(Excerpts of location labeling data)
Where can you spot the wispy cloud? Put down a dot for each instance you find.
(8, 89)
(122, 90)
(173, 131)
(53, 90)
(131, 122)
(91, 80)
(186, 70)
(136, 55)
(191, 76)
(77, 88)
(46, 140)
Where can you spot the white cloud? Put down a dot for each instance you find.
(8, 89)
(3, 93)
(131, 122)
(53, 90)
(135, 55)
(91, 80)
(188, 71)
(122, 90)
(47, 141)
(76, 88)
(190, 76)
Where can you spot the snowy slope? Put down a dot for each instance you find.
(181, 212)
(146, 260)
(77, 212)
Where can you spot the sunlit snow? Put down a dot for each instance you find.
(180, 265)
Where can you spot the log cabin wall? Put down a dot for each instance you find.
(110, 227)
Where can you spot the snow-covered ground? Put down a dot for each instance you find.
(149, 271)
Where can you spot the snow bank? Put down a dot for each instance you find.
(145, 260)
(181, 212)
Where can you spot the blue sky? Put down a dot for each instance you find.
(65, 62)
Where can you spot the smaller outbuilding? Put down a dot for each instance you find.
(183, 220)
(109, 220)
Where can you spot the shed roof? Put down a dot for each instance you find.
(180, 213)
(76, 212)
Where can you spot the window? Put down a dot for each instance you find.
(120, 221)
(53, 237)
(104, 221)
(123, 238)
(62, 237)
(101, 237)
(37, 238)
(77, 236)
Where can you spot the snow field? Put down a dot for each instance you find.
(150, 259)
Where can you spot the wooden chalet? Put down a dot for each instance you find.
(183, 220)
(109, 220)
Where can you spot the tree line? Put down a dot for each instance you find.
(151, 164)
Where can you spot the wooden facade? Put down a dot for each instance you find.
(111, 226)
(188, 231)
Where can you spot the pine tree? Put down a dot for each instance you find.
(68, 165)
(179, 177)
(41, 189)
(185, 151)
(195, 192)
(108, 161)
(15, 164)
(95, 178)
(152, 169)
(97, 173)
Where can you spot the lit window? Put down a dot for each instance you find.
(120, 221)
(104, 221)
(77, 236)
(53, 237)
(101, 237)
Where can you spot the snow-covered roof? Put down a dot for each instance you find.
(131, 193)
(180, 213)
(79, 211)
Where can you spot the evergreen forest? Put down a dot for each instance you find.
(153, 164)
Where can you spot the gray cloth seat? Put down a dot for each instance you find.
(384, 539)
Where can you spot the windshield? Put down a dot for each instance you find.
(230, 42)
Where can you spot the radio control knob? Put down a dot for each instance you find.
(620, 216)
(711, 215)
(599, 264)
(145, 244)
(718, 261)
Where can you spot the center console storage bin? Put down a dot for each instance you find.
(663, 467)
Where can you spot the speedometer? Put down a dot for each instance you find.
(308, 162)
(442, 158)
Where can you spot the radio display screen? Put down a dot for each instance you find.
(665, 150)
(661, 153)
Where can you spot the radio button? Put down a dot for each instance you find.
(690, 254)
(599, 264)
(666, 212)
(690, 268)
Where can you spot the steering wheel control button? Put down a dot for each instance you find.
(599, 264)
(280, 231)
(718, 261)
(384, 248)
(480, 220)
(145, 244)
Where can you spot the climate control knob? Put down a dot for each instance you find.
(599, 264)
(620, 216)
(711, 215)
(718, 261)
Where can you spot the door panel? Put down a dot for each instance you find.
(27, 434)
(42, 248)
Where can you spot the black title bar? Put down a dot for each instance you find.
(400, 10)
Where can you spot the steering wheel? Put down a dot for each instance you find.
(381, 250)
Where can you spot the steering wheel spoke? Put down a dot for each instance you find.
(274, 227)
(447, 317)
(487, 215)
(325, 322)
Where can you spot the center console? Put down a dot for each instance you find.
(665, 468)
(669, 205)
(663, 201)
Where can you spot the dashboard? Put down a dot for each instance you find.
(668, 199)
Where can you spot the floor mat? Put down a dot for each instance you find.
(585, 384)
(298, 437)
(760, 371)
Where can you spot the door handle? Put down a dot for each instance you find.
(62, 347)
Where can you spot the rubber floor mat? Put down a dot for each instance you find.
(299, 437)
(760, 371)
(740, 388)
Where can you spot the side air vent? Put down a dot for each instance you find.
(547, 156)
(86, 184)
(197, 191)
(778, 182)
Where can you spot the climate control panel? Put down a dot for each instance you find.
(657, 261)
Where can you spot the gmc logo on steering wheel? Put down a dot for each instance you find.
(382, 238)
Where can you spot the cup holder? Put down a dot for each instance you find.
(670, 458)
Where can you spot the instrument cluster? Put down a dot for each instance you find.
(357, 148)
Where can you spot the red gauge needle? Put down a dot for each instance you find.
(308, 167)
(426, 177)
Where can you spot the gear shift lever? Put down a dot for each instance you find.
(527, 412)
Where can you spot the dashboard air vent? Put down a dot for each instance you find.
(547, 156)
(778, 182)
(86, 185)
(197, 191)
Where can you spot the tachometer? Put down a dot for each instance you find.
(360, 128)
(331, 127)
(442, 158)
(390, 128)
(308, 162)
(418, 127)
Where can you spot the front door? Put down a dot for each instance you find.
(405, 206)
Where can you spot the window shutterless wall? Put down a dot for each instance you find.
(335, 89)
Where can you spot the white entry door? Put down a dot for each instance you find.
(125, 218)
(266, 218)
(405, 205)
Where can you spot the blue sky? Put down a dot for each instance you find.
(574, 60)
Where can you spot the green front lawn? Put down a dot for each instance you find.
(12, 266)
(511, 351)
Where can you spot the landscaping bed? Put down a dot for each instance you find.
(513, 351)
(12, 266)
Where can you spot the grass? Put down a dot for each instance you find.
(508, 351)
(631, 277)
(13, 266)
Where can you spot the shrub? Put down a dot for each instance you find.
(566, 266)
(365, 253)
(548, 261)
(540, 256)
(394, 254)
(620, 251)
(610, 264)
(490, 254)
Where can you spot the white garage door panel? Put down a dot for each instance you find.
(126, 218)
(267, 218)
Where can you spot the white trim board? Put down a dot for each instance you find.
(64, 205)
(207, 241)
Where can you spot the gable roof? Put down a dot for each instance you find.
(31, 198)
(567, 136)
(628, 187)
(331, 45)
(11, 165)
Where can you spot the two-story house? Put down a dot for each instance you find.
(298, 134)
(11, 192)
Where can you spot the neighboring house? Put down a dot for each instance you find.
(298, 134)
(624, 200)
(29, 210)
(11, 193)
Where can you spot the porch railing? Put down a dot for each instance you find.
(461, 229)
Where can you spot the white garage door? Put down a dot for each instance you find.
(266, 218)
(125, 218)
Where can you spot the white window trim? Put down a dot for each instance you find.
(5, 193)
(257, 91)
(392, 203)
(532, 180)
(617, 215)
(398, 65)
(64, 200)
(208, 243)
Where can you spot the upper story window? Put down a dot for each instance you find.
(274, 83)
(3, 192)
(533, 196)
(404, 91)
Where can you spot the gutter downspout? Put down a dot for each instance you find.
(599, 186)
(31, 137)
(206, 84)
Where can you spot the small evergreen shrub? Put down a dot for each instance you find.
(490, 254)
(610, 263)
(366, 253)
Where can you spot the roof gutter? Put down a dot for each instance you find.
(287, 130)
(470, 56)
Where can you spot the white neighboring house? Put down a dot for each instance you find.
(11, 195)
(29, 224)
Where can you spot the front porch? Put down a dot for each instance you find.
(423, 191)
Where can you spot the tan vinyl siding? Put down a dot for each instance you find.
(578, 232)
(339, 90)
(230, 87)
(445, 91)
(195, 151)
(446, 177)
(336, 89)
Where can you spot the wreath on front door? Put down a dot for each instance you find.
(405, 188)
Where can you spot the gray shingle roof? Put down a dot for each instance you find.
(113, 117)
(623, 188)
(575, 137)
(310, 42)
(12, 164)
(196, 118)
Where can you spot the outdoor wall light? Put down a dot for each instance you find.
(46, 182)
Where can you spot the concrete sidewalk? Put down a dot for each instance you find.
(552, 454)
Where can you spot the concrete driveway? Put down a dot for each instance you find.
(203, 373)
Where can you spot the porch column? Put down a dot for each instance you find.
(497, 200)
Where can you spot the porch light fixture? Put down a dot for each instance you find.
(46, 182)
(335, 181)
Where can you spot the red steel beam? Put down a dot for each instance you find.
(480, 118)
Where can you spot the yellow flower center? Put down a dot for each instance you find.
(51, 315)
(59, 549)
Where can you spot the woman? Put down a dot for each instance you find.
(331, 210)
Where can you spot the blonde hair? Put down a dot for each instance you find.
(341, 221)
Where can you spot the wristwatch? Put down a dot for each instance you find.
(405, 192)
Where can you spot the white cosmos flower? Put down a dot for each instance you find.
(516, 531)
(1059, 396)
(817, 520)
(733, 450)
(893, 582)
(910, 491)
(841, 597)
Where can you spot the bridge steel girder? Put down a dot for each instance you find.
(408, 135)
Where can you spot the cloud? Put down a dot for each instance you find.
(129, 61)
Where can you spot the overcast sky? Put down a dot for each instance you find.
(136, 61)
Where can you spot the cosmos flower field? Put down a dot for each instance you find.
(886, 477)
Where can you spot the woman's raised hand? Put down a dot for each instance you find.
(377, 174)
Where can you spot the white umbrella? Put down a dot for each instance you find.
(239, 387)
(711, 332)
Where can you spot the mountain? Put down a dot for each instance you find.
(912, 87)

Goal
Starting from the line containing "Where can you spot the bridge", repeat each line through the end of the entries, exactly.

Exercise output
Where can you spot the bridge steel girder? Put down a dot for each instance you find.
(408, 135)
Where can you spot the cloud? Put down a dot for each instance you find.
(129, 61)
Where can you spot the overcast sky? Put down a dot for each instance you find.
(136, 61)
Where can you spot the cosmos flower field? Put down a dot for each instance you find.
(886, 477)
Where can you spot the woman's raised hand? Put down a dot for each instance you find.
(377, 174)
Where can you spot the white umbrella? Put down a dot for each instance you find.
(239, 387)
(711, 332)
Where can you spot the mountain? Put down a dot for each instance you find.
(912, 87)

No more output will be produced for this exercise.